* _AIM OF THE TASK_
Collect every line of the data below that contains the word "white", and copy each one out. Case counts, so match the word only where its capitalization is the same.

* _SOURCE RECORDS_

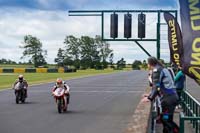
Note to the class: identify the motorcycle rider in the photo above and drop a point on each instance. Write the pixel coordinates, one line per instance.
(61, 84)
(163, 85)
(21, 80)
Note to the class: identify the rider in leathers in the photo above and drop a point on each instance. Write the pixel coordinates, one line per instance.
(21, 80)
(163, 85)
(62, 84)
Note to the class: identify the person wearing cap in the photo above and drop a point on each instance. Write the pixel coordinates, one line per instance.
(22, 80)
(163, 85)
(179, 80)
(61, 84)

---

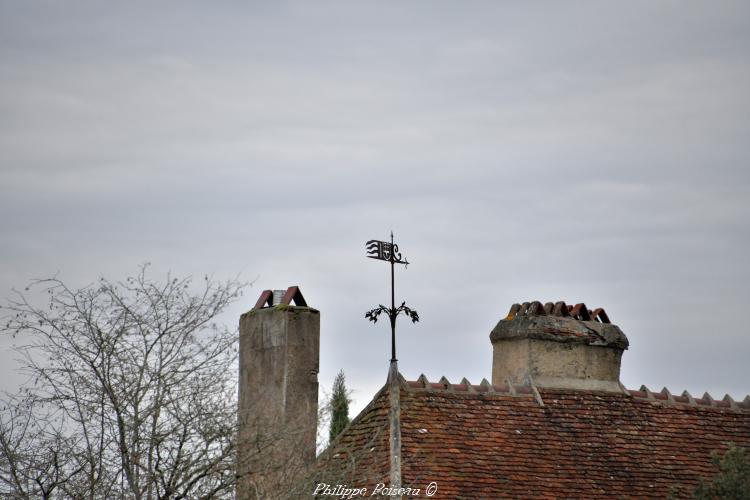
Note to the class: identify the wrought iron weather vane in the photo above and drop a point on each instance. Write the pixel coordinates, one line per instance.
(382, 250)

* * *

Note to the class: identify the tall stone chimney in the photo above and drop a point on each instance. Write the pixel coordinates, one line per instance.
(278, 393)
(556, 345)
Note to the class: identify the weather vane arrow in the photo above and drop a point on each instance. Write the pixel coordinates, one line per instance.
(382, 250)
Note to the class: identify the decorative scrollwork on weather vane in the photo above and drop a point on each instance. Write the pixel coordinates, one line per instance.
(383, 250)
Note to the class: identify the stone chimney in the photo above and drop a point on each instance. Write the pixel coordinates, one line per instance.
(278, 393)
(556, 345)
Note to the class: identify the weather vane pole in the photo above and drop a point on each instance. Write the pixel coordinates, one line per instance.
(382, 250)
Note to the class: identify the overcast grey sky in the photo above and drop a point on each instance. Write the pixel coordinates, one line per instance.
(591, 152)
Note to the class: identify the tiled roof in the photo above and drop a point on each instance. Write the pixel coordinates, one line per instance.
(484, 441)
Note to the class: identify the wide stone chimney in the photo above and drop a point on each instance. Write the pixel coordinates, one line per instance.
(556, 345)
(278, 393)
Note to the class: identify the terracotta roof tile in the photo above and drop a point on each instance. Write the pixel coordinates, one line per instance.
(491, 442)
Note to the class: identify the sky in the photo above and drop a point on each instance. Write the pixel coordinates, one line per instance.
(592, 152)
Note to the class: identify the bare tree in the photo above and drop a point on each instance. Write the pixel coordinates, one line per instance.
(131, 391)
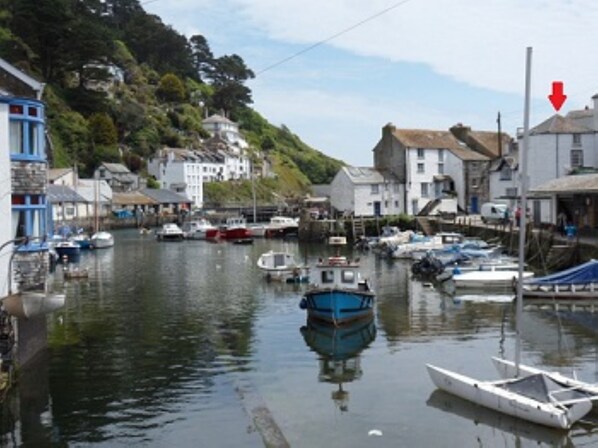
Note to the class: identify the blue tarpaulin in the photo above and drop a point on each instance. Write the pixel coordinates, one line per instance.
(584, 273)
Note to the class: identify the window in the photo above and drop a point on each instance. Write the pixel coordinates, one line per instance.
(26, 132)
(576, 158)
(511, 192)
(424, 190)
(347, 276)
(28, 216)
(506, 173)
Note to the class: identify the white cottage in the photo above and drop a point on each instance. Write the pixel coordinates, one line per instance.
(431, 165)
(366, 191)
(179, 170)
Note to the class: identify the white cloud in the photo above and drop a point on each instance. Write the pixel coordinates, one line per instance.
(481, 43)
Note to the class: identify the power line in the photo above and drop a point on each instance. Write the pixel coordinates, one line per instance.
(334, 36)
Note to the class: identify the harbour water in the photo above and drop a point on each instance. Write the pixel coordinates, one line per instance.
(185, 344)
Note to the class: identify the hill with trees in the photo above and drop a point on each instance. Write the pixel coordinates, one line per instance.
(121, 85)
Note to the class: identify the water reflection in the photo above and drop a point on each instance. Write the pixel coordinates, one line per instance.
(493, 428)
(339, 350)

* _RESPONSE TO THIS TASK_
Note to the class: identify the white cottage in the photo above and drop a point on each instance. Write the pixel coordinates, one line per instance.
Note to the class: identify the white cloud in the photo above and drop a point on each instance. Write the pixel coordinates, one line per instance.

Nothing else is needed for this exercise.